**PROBLEM**
Put every line of the rows below into a numbered list, skipping blank lines and leaving the pictures out.

**SUPPLIED ENTRIES**
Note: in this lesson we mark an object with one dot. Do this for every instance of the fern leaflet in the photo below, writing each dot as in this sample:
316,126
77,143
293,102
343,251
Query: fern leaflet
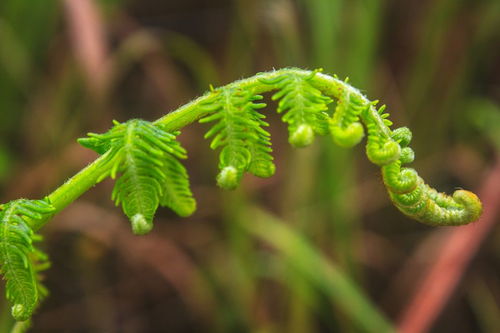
303,106
246,146
20,261
151,175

**OUTPUT**
1. Note: in this lesson we mark an object with one dot. Do this for every instance of the fern leaflet in the photo below, writing each dot as in this sample:
2. 316,126
3. 77,143
4. 293,102
5. 343,251
6. Query: fern leaflet
7. 303,106
8. 246,146
9. 20,261
10. 151,175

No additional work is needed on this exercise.